* _Work request_
Would you please copy the part of the material below that opens with the line containing "Phrase: boat bench seat" and closes with the line containing "Phrase: house with white wall"? Copy it exactly, and only it.

[Start of Attachment]

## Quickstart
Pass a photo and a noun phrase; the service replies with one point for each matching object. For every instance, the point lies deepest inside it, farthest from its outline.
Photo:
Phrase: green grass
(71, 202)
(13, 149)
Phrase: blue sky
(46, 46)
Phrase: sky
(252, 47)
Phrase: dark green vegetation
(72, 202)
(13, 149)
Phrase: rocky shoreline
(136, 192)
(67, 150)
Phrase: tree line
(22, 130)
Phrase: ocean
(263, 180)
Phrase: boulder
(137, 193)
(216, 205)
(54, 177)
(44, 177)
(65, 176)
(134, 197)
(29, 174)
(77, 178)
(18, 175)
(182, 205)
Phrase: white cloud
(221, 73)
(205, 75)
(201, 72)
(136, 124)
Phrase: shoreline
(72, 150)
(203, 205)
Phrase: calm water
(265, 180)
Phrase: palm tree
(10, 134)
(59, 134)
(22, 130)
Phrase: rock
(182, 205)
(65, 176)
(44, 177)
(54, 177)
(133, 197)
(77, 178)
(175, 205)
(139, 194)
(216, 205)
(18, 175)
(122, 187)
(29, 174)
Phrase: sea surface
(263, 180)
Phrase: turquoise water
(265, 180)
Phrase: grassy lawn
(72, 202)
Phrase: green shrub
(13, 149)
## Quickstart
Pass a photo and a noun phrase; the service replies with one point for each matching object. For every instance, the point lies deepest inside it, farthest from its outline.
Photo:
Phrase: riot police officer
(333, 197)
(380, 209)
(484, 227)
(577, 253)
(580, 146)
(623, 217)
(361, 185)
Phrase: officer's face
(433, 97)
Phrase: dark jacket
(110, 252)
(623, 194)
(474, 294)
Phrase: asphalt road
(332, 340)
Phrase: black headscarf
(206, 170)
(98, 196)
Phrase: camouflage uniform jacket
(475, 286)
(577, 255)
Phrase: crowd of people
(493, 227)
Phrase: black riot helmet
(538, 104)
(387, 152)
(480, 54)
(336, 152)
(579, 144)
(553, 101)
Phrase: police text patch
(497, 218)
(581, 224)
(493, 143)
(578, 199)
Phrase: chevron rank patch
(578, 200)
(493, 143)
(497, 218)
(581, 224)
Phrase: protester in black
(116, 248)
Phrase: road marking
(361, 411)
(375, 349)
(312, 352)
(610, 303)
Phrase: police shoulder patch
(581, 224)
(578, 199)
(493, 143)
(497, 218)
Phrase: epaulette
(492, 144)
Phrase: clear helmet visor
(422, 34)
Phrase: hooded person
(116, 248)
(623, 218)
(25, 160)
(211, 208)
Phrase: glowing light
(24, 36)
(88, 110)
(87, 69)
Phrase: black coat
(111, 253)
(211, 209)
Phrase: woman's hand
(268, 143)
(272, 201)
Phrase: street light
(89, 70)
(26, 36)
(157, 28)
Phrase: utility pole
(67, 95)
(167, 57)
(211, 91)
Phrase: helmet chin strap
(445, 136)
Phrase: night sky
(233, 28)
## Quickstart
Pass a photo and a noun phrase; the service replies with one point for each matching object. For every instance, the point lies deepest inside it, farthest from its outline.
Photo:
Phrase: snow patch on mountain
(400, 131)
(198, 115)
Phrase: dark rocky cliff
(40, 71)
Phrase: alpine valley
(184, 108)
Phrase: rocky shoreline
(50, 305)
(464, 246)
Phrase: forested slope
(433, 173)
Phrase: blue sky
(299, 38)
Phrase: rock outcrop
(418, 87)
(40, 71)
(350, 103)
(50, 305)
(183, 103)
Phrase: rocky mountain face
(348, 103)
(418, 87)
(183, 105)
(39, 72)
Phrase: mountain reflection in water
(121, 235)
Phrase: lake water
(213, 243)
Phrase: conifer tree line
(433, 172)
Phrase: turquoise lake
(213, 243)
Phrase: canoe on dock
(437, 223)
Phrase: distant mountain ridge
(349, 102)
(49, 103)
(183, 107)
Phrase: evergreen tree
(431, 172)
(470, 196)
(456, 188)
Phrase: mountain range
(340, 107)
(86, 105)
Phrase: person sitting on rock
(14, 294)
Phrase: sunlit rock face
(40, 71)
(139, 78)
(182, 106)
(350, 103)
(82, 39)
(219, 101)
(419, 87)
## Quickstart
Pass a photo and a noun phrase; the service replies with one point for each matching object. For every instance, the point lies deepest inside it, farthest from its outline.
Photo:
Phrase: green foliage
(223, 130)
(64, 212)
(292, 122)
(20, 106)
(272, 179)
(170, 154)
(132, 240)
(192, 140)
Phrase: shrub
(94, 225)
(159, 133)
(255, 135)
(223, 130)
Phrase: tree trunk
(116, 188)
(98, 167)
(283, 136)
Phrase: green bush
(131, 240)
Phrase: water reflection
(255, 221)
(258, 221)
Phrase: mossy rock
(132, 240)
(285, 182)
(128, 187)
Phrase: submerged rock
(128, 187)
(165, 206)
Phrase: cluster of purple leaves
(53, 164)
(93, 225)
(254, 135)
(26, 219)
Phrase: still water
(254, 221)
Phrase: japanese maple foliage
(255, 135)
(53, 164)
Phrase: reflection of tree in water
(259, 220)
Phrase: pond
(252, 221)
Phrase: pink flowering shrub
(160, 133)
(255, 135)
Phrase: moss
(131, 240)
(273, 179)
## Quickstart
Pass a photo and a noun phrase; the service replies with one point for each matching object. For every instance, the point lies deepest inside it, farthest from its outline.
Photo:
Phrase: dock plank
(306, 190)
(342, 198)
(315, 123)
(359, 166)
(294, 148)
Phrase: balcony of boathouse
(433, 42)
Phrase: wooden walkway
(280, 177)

[End of Attachment]
[Start of Attachment]

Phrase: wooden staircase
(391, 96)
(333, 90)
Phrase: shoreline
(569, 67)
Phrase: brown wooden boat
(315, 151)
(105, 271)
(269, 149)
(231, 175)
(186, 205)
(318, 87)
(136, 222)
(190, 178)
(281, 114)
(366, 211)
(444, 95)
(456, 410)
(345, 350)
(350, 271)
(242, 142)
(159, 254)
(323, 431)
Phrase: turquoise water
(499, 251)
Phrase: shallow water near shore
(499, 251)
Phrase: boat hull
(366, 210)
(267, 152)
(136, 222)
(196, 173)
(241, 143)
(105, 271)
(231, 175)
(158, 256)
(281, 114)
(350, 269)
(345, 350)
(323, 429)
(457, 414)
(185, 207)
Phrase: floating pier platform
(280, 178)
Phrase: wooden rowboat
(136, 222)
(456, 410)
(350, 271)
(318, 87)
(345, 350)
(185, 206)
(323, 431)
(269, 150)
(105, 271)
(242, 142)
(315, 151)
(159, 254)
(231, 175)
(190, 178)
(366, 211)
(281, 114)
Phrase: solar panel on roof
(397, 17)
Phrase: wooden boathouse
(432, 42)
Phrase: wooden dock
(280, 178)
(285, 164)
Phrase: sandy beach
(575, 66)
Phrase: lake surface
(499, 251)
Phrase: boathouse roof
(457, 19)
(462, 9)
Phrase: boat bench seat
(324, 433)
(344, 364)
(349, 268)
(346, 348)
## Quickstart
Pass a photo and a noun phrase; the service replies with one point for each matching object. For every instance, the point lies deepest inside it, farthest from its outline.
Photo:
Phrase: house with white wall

[End of Attachment]

* _Solution to this problem_
Phrase: boat bench seat
(324, 433)
(344, 364)
(349, 268)
(346, 348)
## Quickstart
Pass a photo and a noun phrase; the service replies with one point for each matching object. For every instance, the point lies deepest inside it, farthest from its outline.
Photo:
Phrase: house with white wall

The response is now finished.